## Begin Supplied entries
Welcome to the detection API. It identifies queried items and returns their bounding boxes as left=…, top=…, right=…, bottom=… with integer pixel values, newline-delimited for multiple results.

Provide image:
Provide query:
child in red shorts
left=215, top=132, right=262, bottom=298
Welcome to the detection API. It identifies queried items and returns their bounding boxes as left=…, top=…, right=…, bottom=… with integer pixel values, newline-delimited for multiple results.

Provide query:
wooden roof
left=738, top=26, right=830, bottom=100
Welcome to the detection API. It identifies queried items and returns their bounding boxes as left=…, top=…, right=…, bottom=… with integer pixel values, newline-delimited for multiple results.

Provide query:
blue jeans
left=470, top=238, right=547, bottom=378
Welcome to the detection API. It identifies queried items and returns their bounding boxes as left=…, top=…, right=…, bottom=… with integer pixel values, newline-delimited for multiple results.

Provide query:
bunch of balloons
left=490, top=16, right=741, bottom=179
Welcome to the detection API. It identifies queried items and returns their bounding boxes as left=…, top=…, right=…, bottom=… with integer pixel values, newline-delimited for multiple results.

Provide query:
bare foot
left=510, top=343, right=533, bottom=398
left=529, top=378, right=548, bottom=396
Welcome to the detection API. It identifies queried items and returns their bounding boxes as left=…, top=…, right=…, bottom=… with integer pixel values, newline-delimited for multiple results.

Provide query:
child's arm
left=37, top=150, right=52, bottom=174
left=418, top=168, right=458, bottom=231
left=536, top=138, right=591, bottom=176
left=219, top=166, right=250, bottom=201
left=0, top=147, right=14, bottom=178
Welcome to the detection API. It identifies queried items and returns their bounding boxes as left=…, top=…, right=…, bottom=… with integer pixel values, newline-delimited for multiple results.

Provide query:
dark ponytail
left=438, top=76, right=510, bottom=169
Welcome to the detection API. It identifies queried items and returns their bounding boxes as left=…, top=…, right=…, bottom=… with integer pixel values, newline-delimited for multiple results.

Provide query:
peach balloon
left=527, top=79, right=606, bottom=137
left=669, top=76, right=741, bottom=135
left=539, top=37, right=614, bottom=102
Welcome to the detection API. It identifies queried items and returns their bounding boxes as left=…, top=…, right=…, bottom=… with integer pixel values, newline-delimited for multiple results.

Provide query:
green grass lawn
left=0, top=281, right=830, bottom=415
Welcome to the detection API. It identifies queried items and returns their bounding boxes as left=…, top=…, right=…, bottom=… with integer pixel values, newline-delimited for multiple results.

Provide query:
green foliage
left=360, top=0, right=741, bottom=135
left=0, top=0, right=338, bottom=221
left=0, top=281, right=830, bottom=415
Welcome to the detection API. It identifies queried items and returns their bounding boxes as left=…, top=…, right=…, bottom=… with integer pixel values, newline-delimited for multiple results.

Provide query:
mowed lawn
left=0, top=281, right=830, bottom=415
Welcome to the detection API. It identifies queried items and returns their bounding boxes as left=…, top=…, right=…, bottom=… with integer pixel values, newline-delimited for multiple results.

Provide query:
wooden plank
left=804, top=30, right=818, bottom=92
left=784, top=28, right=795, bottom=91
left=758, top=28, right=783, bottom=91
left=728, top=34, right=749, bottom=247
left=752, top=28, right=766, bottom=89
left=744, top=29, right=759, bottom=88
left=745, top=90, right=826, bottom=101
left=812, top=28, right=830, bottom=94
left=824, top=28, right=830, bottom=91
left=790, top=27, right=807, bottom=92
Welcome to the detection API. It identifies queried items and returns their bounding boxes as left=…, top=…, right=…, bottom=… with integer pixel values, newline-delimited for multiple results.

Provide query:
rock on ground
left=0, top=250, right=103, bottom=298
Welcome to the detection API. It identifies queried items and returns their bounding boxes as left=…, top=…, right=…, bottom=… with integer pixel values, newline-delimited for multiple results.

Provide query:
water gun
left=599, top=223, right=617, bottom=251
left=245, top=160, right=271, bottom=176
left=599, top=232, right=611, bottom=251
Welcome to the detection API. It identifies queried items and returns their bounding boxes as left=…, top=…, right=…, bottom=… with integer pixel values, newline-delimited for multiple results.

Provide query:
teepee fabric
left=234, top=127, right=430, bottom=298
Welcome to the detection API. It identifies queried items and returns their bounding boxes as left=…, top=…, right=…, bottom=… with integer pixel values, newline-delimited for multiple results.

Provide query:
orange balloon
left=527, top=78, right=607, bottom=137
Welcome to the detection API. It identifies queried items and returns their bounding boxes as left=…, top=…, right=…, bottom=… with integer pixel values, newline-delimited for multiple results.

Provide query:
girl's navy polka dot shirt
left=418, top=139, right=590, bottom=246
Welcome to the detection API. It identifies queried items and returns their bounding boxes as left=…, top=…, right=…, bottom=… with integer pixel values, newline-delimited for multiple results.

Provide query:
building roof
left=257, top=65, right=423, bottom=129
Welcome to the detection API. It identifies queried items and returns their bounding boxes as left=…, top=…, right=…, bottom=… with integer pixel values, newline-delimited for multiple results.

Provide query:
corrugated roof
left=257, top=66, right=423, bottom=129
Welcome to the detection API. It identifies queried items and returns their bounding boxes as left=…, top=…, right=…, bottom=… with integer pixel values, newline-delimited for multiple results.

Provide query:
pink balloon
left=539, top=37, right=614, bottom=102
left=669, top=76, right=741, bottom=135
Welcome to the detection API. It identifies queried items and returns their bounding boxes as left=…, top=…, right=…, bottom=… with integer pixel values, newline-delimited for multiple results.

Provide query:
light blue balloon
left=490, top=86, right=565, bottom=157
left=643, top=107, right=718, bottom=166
## End Supplied entries
> Task objective
Reproduce the records above word for word, from the first line through the last.

> Expected answer
Welcome to the detection API. It identifies queried items and returns their bounding boxes as left=…, top=…, right=…, bottom=… with integer pixel values, newline-delimited for multiple results.

Provide image:
Provide query:
child in red shorts
left=215, top=132, right=262, bottom=298
Welcome to the detection API. It identifies queried items and returns their bounding boxes as left=…, top=…, right=…, bottom=… with integer pixel values, newline-delimited for multiple results.

Provide query:
wooden roof
left=738, top=26, right=830, bottom=100
Welcome to the detection API. It identifies queried items and returns their bounding boxes as left=…, top=…, right=…, bottom=… with integer pixel values, newline-delimited for multiple results.

Provide query:
blue jeans
left=470, top=238, right=547, bottom=378
Welcome to the detection API. It identifies queried items and returns their bounding boxes as left=…, top=…, right=…, bottom=… with integer pixel values, newline-delimited for multiple results.

Provide query:
bunch of balloons
left=490, top=16, right=741, bottom=179
Welcome to the detection API. It identifies queried items and returns their bounding boxes as left=…, top=…, right=…, bottom=… with integer pixel values, newline-delimited for multiple results.

Provide query:
bare foot
left=510, top=343, right=533, bottom=398
left=529, top=378, right=548, bottom=396
Welcome to the detection API. It identifies queried items and returns their bounding boxes as left=…, top=…, right=…, bottom=… with integer pixel values, newline-delimited for multiple results.

Provide query:
child's arm
left=37, top=150, right=52, bottom=174
left=418, top=168, right=458, bottom=231
left=536, top=138, right=591, bottom=176
left=219, top=166, right=250, bottom=201
left=0, top=147, right=14, bottom=178
Welcome to the detection API. It identifies queried items and returns their bounding boxes as left=…, top=…, right=…, bottom=… with integer pixel values, newline-delimited for multiple results.

Provide query:
dark ponytail
left=438, top=76, right=510, bottom=169
Welcome to the detection API. It identifies queried items and returns their bounding boxes as left=…, top=…, right=…, bottom=… with integer pixel values, newline-delimited for multiple results.

Provide query:
peach balloon
left=527, top=79, right=606, bottom=137
left=669, top=76, right=741, bottom=135
left=539, top=37, right=614, bottom=102
Welcome to the detection API. It identifies queried items and returns their bounding boxes as left=…, top=…, right=…, bottom=… with integer pixel values, newline-delimited for multiple results.

Provide query:
green grass lawn
left=0, top=281, right=830, bottom=415
Welcome to the detection API. It identifies queried items and returns their bounding boxes as left=…, top=…, right=…, bottom=… with integer pixel values, newline-delimited for multiple results.

Provide query:
green foliage
left=360, top=0, right=741, bottom=135
left=0, top=0, right=338, bottom=221
left=0, top=281, right=830, bottom=415
Welcome to the detection API. It identifies queried items and returns their bounding boxes as left=…, top=…, right=…, bottom=… with integer pixel values, newline-delimited for multiple results.

Provide query:
mowed lawn
left=0, top=281, right=830, bottom=415
Welcome to the detection API. It identifies queried items and returns their bounding boxes as left=…, top=…, right=…, bottom=… with integer pixel values, newline-delimited for multiple results.

Provide query:
wooden plank
left=804, top=30, right=818, bottom=92
left=784, top=28, right=795, bottom=91
left=758, top=28, right=783, bottom=91
left=728, top=34, right=749, bottom=247
left=752, top=28, right=766, bottom=89
left=744, top=29, right=759, bottom=88
left=745, top=90, right=826, bottom=101
left=812, top=28, right=830, bottom=94
left=824, top=28, right=830, bottom=91
left=790, top=27, right=807, bottom=92
Welcome to the detection API. It identifies queried items and returns their bounding boxes as left=…, top=…, right=…, bottom=… with integer pixel values, newline-delimited for multiple results.

Provide query:
rock on ground
left=0, top=250, right=103, bottom=298
Welcome to the detection API. It identifies queried items and returns their bounding boxes as left=…, top=…, right=…, bottom=… with integer pixel values, newline-delimited for multiple results.

Provide query:
water gun
left=599, top=223, right=617, bottom=251
left=245, top=160, right=271, bottom=176
left=599, top=232, right=611, bottom=251
Welcome to the detection API. It identifies queried items and returns their bounding boxes as left=…, top=…, right=…, bottom=… with integer pixel values, newline-delimited for multiple results.

Provide query:
teepee fabric
left=234, top=127, right=430, bottom=298
Welcome to the detection API. It identifies queried items and returns their bounding boxes as left=…, top=…, right=…, bottom=… with integer pixel values, newline-delimited for multiple results.

Provide query:
orange balloon
left=527, top=78, right=607, bottom=137
Welcome to the detection API. It identifies queried items and returns their bounding boxes as left=…, top=…, right=…, bottom=… with integer pixel values, newline-delimited for multiple results.

Provide query:
girl's navy polka dot shirt
left=418, top=139, right=590, bottom=246
Welcome to the detection API. It identifies queried items and returns their bounding boxes as left=…, top=…, right=…, bottom=… with integer pixel values, newline-delimited for multiple results.

Provide query:
building roof
left=257, top=65, right=423, bottom=129
Welcome to the detection API. It identifies queried items and returns their bounding boxes as left=…, top=…, right=…, bottom=… with integer pixel values, newline-delimited for multiple results.

Provide query:
corrugated roof
left=257, top=66, right=423, bottom=129
Welcome to the detection API. It identifies queried items and returns their bounding boxes as left=…, top=…, right=…, bottom=… with integer pixel values, newline-delimited for multiple results.

Provide query:
pink balloon
left=539, top=37, right=614, bottom=102
left=669, top=76, right=741, bottom=135
Welcome to the detection API. It identifies queried items and returns their bounding boxes as left=…, top=…, right=…, bottom=… with integer pixel values, newline-delimited for multiple results.

Provide query:
light blue balloon
left=490, top=86, right=565, bottom=157
left=643, top=107, right=718, bottom=166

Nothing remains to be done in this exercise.